++++ Extracted information

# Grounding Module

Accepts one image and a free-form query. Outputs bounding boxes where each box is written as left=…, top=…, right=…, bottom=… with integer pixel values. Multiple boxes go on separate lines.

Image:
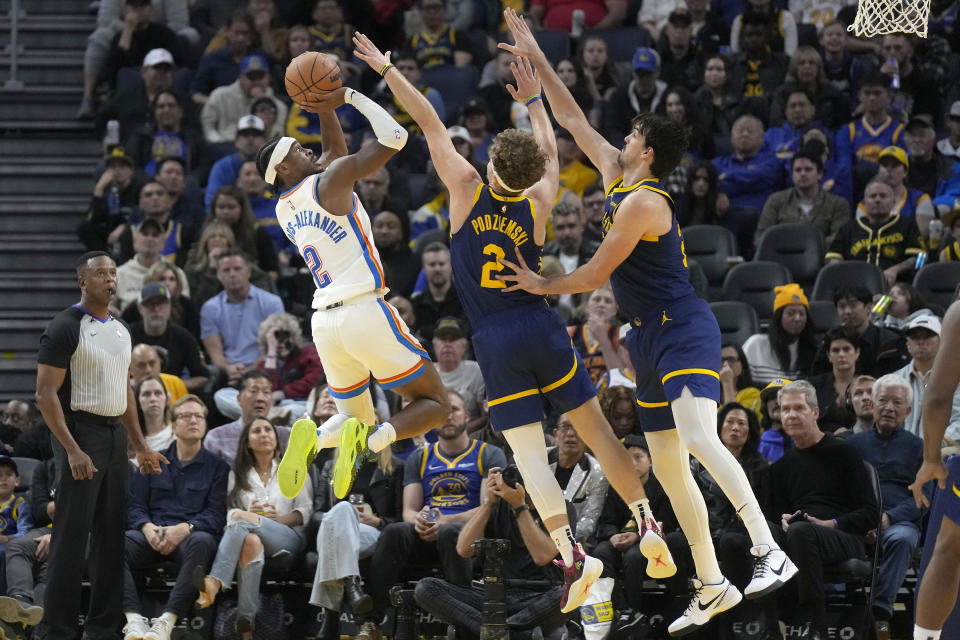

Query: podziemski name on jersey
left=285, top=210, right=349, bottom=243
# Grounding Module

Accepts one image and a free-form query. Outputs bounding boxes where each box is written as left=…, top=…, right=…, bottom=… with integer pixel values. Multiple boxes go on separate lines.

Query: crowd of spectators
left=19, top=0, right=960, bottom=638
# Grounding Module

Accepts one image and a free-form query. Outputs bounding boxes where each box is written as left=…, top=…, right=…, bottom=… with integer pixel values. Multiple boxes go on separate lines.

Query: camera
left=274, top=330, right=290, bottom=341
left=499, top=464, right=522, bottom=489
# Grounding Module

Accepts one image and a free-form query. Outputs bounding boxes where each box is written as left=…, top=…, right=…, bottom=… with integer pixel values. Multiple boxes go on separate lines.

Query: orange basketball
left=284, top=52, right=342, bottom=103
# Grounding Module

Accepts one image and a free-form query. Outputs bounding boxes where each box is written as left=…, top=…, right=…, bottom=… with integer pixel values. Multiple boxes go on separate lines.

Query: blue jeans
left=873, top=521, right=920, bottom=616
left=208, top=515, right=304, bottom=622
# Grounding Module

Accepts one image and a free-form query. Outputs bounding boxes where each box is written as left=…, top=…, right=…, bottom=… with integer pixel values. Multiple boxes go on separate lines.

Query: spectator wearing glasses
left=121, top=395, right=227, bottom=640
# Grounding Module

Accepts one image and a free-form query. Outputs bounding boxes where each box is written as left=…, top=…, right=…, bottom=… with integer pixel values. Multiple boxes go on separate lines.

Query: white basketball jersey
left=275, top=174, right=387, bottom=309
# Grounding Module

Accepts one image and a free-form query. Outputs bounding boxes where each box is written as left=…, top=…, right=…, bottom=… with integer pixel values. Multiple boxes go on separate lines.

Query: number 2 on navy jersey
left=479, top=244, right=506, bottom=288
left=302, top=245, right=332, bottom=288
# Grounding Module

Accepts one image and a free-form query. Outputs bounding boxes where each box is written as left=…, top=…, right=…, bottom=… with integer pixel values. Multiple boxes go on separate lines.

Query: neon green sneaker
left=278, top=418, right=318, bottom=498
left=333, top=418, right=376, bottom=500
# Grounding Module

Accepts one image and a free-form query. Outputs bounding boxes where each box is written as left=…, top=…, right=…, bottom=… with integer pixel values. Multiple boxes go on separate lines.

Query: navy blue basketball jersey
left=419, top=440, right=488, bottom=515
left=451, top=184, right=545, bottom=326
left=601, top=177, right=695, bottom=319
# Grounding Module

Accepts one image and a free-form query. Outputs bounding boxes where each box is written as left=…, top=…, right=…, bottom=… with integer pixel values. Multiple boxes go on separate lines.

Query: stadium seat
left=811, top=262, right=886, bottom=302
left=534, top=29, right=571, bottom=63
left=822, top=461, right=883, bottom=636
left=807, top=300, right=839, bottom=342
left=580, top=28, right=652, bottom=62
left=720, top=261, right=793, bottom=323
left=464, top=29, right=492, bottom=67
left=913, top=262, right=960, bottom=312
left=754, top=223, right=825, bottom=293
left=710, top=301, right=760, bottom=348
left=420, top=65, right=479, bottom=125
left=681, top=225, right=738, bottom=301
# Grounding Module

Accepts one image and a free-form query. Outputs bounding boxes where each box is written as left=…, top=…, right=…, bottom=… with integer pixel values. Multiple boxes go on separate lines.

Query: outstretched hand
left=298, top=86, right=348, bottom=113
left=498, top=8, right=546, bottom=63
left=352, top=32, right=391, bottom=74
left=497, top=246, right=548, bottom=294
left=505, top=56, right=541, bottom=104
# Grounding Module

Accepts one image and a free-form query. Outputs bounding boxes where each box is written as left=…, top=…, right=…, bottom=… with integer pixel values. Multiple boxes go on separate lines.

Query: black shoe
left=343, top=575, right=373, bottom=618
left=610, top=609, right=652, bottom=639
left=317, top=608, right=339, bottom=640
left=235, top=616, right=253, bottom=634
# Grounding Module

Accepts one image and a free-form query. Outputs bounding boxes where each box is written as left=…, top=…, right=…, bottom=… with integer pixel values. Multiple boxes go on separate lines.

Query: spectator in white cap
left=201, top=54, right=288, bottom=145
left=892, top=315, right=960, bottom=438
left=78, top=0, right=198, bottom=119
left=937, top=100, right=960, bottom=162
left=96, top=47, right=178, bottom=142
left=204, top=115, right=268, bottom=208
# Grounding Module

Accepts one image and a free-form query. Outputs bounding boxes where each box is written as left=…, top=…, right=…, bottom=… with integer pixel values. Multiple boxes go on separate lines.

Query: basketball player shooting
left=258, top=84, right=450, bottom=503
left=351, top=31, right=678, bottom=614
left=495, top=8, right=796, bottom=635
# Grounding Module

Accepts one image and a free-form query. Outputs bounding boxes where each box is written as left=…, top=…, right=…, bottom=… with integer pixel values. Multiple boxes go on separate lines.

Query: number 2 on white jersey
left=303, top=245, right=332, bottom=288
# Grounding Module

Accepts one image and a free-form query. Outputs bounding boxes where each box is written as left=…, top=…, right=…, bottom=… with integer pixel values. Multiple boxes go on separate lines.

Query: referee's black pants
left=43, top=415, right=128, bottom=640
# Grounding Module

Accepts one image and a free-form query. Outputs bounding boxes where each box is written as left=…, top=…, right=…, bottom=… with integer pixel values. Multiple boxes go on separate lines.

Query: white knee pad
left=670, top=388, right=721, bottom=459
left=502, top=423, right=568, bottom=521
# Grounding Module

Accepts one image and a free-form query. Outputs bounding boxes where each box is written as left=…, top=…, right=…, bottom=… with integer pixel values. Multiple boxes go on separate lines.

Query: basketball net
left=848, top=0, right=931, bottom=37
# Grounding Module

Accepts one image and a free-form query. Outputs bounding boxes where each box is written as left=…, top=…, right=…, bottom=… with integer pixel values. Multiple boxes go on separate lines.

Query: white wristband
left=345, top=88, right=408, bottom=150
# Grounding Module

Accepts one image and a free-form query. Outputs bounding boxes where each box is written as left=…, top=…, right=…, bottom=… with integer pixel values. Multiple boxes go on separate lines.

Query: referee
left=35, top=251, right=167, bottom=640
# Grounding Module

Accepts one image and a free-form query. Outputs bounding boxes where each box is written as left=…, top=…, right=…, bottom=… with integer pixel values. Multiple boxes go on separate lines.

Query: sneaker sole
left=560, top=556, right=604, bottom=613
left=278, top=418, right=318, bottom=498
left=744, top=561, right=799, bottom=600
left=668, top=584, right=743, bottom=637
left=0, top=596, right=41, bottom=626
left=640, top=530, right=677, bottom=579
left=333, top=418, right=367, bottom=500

++++++++

Exercise:
Repeat the records in full, precisely, and keep the pictures out.

Solution to this task:
# Grounding Module

Accepts one image and a free-form query. Outputs bounding boxes where each box is written as left=…, top=…, right=…, bottom=… with integer pixel values. Multiple boxes go on separate lines.

Image:

Query: podziemski name on jersey
left=285, top=210, right=349, bottom=243
# Grounding Module

Accepts one image and a free-form query. Outputs bounding boxes where each box is written as left=…, top=…, right=…, bottom=… with integer pixel values. Multiple boxes go on separate lines.

Query: crowd of spectators
left=19, top=0, right=960, bottom=638
# Grounding Module

Accepts one image and a free-form query. Outputs bounding boxes where each box is written as left=…, top=…, right=…, bottom=… with integer pixel values. Multiple boxes go on separate lines.

Query: camera
left=274, top=330, right=290, bottom=341
left=499, top=464, right=522, bottom=489
# Grounding Module

Accepts one image and a free-form query. Outputs bounding boxes where each box is written as left=…, top=…, right=…, bottom=… with integer pixel values. Multiple boxes go on separate lines.

Query: orange basketball
left=284, top=52, right=342, bottom=103
# Grounding Module

Accepts one image and a free-form query. Outputs bounding boxes where each box is written as left=…, top=…, right=…, bottom=… with integer pixel values. Multiple boxes go on separate lines.

Query: blue jeans
left=873, top=521, right=920, bottom=616
left=208, top=515, right=304, bottom=622
# Grounding Module

Accepts one image and a free-form query. Outputs bounding boxes where each box is written as left=…, top=…, right=…, bottom=… with integer pixel values. Multiple boxes go on separate lines.

Query: spectator wearing glasses
left=121, top=395, right=227, bottom=640
# Grounding Module

Accepts one image and a free-form query. Outputs bounding boxes where each box is written as left=…, top=…, right=…, bottom=… with integer pixel values. Multiple boxes go on separate lines.

Query: white basketball jersey
left=275, top=174, right=387, bottom=309
# Grounding Module

Accepts one image and a free-form query. Outputs bounding boxes where each box is written as left=…, top=…, right=…, bottom=… with integer pixel values. Multiple boxes go on separate lines.

Query: number 2 on navy jersey
left=479, top=244, right=506, bottom=288
left=302, top=245, right=332, bottom=288
# Grounding Module

Accepts one image and a free-form query. Outputs bounding boxes where each box is written as left=…, top=…, right=…, bottom=… with integer pixel values. Multiple boxes go on separate lines.

Query: neon green sneaker
left=278, top=418, right=318, bottom=498
left=333, top=418, right=376, bottom=500
# Grounding Module

Accepts one image and a free-form query. Outputs bounding boxes where each box is written as left=…, top=…, right=…, bottom=… with integer pixel values. Multiple boxes go on separate lines.

Query: navy blue basketball jersey
left=419, top=440, right=488, bottom=515
left=451, top=184, right=545, bottom=326
left=601, top=177, right=695, bottom=319
# Grounding Module

Accepts one image and a free-form query. Outputs bounding boxes where each box is written as left=…, top=…, right=…, bottom=… with integer pixel values. Multiple boxes go on separate lines.

Query: stadium seat
left=811, top=262, right=886, bottom=302
left=534, top=29, right=571, bottom=63
left=822, top=461, right=883, bottom=636
left=807, top=300, right=839, bottom=342
left=580, top=28, right=652, bottom=62
left=720, top=261, right=793, bottom=323
left=464, top=29, right=492, bottom=67
left=913, top=262, right=960, bottom=312
left=754, top=223, right=825, bottom=293
left=710, top=301, right=760, bottom=348
left=420, top=65, right=479, bottom=125
left=681, top=225, right=738, bottom=301
# Grounding Module

Accepts one image and a free-form query. Outputs bounding boxes where each box is written as left=…, top=…, right=…, bottom=… with integer pixel values. Multiple boxes go on separate lines.

Query: outstretched hand
left=298, top=86, right=348, bottom=113
left=498, top=8, right=546, bottom=63
left=352, top=32, right=391, bottom=74
left=497, top=246, right=548, bottom=294
left=505, top=56, right=541, bottom=104
# Grounding Module

Accepts one image and a free-form query. Outputs bounding boxes where each box is written as left=…, top=…, right=…, bottom=… with integer pixel values. Multiple boxes go on separate lines.

Query: black shoe
left=343, top=575, right=373, bottom=618
left=610, top=609, right=652, bottom=639
left=317, top=608, right=339, bottom=640
left=235, top=616, right=253, bottom=634
# Grounding Module

Accepts one image and a free-form query. Outputs bounding boxes where each box is written as left=…, top=…, right=…, bottom=… with integer pixel values. Multiple boxes go on separate lines.

Query: spectator in white cap
left=201, top=54, right=288, bottom=145
left=892, top=315, right=960, bottom=438
left=78, top=0, right=198, bottom=119
left=937, top=100, right=960, bottom=162
left=96, top=47, right=178, bottom=142
left=204, top=115, right=268, bottom=208
# Grounding Module

Accepts one image and a free-form query. Outputs bounding boxes where each box is written as left=…, top=…, right=…, bottom=… with integer pixel values. Multiple boxes go on separate lines.

Query: basketball player shooting
left=258, top=84, right=450, bottom=503
left=351, top=31, right=678, bottom=614
left=495, top=8, right=796, bottom=635
# Grounding Module

Accepts one image and a free-form query. Outputs bounding boxes where each box is written as left=…, top=…, right=…, bottom=… with integer pixel values. Multiple boxes go on separate lines.

Query: number 2 on white jersey
left=303, top=245, right=332, bottom=288
# Grounding Module

Accepts one image and a free-form query. Outputs bounding boxes where each box is written as left=…, top=…, right=…, bottom=… with integer pixel values. Multiple boxes go on separate lines.

Query: referee's black pants
left=43, top=415, right=128, bottom=640
# Grounding Module

Accepts one image and a free-form query. Outputs bounding boxes where each box is written as left=…, top=…, right=…, bottom=… with integer pixel values. Multiple boxes go on separate lines.

Query: white knee pad
left=670, top=388, right=721, bottom=459
left=502, top=423, right=568, bottom=521
# Grounding Module

Accepts one image and a free-form query. Outputs bounding boxes where each box is written as left=…, top=…, right=…, bottom=… with integer pixel values. Multiple boxes go on separate lines.

Query: basketball net
left=848, top=0, right=931, bottom=37
# Grounding Module

Accepts one image and a free-form query. Outputs bounding boxes where each box is written as left=…, top=…, right=…, bottom=… with integer pixel values. Multiple boxes go on separate lines.

Query: white wristband
left=345, top=88, right=408, bottom=150
# Grounding Module

Accepts one image and a free-form query. Outputs bounding boxes where each box is written as left=…, top=…, right=…, bottom=… with integer pixel values. Multiple boxes go on separate lines.

Query: referee
left=35, top=251, right=167, bottom=640
# Grounding Module

Accepts one image and a free-form query. Outputs bounding boxes where each box is written as left=…, top=…, right=…, bottom=… with integer pixel values. Multiple boxes go on separate lines.

Query: sneaker sole
left=560, top=556, right=604, bottom=613
left=278, top=418, right=318, bottom=498
left=744, top=561, right=799, bottom=600
left=668, top=584, right=743, bottom=637
left=0, top=596, right=41, bottom=626
left=640, top=530, right=677, bottom=579
left=333, top=418, right=367, bottom=500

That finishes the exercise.